### Kısa alıştırma 1
Aşağıdaki gösterilen pasaja göre, hisse devrinden sonra şirketin yeni unvanı ne olarak belirlendi?

Hisse devri sonrasında şirketin adı ve logosunun tamamıyla değiştiğini belirten Gökalp, "Yeni unvanımız, şirketimizin iş odağıyla uyumlu olarak, Nurol Kontrol ve Aviyonik Sistemleri AŞ (Nurol Controls & Avionics Systems-Nurol CAS) olarak belirlendi. Yönetim Kurulundaki 7 üyemizin tümü Nurol Holdingin saygıdeğer yöneticilerinden ve sektörde deneyimli profesyonel kişilerden oluşacak." dedi.

Gökalp, dinamik ve esnek yapıyı, inovatif çalışma yaklaşımını, mevcut sermaye ve insan kaynaklarını daha da geliştirerek devam edeceklerini ifade etti. Gökalp, "Karar mekanizmalarımızın daha hızlı işleyeceği, BNA kurgusundaki hedefleri ön planda tutarak sadece havacılık alanında değil, uzay ve diğer savunma sanayi platformlarında yenilikçi, rekabetçi ve güvenilir çözümlere odaklanacağımız bir dönem olacak." diye konuştu.

Yüzde 100 milli bir şirket yapısının sağlayacağı avantajlara dair ise Gökalp, "Savunma sektöründeki en önemli meselelerden biri, dışa bağımlılığı ortadan kaldırarak yurt içinde özgün ürün ve çözümler oluşturmak. Yüzde 100 yerli bir şirket olduğumuzda bunu sağlamak ve ortaya çıkan teknolojinin ülkemizde kalmasını sağlamak çok daha mümkün. Öte yandan bazı hedef ülkelerde Türk savunma sanayisi ürünlerine olan ilgiyi görmek mümkün. Zamanı geldiğinde kendi tasarımımız olan bazı ürünlerin bu ülkelerde de üretim altyapısını kurmak bu hisse yapısıyla çok daha kolay olacaktır. Nurol Holdinge bağlı kuruluşlarının, hali hazırda yurt dışında kurmuş olduğu iş birliklerinin de bize katkısı fazla olacaktır." değerlendirmesinde bulundu.

- İLK İŞİ HÜRJET VE MMU OLACAK

Şirketin kuruluşunda havacılıkta emniyet kritiklik seviyesi yüksek olan kontrol, otonomi ve bazı aviyonik sistemlere odaklandıklarını anlatan Eray Gökalp, bu faaliyet alanları kapsamında kontrol teknolojileri altında yazılım ve donanım yoğun uçuş kontrol, motor kontrol ve görev kontrol sistemleri başta olmak üzere, diğer uçak sistemleri kontrol birimleri, kokpit kontrol üniteleri ve ilave olarak yakıt, hidrolik, iklimlendirme sistem alt birimlerinin geliştirilmesine yönelik çalışmalar yaptıklarını söyledi.

### Liste
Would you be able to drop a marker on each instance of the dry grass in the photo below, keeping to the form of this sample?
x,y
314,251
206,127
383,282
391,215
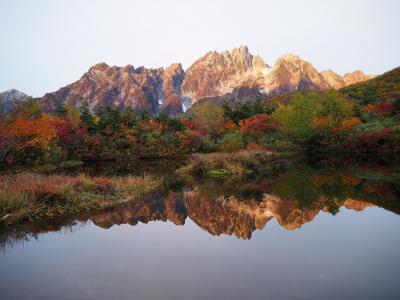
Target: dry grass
x,y
28,196
239,163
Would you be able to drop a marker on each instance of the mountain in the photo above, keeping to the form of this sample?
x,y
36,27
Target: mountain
x,y
382,88
123,87
9,98
355,77
333,79
216,74
233,76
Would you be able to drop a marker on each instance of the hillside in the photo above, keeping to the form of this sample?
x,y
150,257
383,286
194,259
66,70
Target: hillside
x,y
385,87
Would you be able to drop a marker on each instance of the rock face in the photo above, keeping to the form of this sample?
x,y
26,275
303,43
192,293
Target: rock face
x,y
103,85
123,87
355,77
333,79
9,98
291,73
172,86
235,76
216,74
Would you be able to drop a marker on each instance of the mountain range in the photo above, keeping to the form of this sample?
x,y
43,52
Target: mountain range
x,y
236,75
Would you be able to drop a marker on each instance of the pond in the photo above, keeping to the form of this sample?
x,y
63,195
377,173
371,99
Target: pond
x,y
306,233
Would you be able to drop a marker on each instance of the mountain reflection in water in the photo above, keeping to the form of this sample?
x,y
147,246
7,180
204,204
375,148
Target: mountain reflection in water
x,y
239,207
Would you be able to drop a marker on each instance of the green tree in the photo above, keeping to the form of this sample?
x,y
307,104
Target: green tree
x,y
296,117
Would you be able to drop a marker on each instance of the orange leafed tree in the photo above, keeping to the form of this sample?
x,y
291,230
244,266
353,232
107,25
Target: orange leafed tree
x,y
36,133
257,125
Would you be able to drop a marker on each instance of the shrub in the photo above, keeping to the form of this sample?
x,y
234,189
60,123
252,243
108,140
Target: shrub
x,y
231,142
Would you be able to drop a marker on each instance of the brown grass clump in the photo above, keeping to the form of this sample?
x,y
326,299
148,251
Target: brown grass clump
x,y
239,163
30,196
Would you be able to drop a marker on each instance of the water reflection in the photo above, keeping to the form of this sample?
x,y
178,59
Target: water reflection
x,y
239,207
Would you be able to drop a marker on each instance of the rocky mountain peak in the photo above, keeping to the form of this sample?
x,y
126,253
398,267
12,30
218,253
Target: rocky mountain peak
x,y
219,73
236,75
333,79
356,76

### Kısa alıştırma 2
Yukarıdaki listede "of the water" ifadesini içeren satırdan başlayıp listenin son satırına kadar uzanan satırları, iki uç satır da dahil olmak üzere, aynen yineler misiniz?

### Tam yanıt 1
Nurol Kontrol ve Aviyonik Sistemleri AŞ (Nurol Controls & Avionics Systems-Nurol CAS).

### Tam yanıt 2
Would you be able to drop a marker on each instance of the water reflection in the photo above, keeping to the form of this sample?
x,y
178,59
Target: water reflection
x,y
239,207
Would you be able to drop a marker on each instance of the rocky mountain peak in the photo above, keeping to the form of this sample?
x,y
126,253
398,267
12,30
218,253
Target: rocky mountain peak
x,y
219,73
236,75
333,79
356,76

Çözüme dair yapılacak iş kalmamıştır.